• DOCUMENTO FONTE

+ + + + +

Hai presente la sigla di The Big Bang Theory? In una manciata di secondi ripercorre la storia dell’essere umano da Neanderthal ai nerd. Se immaginassimo una trasposizione applicata alla cucina, partiremmo dalle fiamme libere del primo fuoco per arrivare all’induzione. E sopra, in ogni frame, ci sarebbe sempre una pentola. O una marmitta, una pignatta, un tegame, una casseruola, una padella, un wok…
Fra gli utensili, quelli per la cottura sono sicuramente tra i più longevi e diffusi al mondo, in tutte le culture e in tutte le epoche. E si sono evoluti al pari delle tecniche di cottura, ma anche della società, degli usi, dei consumi (sì, anche dei costumi).

+ + + + +

Voci da un set di annotazioni a punti:
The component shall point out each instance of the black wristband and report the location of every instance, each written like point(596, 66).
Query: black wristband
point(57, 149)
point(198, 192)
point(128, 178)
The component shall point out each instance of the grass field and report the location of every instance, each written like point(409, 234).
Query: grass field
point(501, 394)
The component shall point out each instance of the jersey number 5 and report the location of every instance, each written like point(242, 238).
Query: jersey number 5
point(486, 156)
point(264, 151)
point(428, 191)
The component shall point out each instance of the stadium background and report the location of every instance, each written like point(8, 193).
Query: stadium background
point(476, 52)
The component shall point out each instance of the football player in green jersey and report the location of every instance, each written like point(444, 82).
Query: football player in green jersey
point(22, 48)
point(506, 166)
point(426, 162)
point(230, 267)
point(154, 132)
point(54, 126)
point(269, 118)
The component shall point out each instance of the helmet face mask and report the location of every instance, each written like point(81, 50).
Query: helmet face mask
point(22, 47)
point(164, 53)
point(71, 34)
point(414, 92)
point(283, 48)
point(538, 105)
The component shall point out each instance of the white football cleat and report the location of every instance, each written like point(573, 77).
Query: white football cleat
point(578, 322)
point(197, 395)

+ + + + +

• ISTRUZIONI ESERCIZIO
Secondo il documento fonte, da dove a dove ripercorre la storia dell'essere umano la sigla di The Big Bang Theory?

• LA SOLUZIONE
Da Neanderthal ai nerd.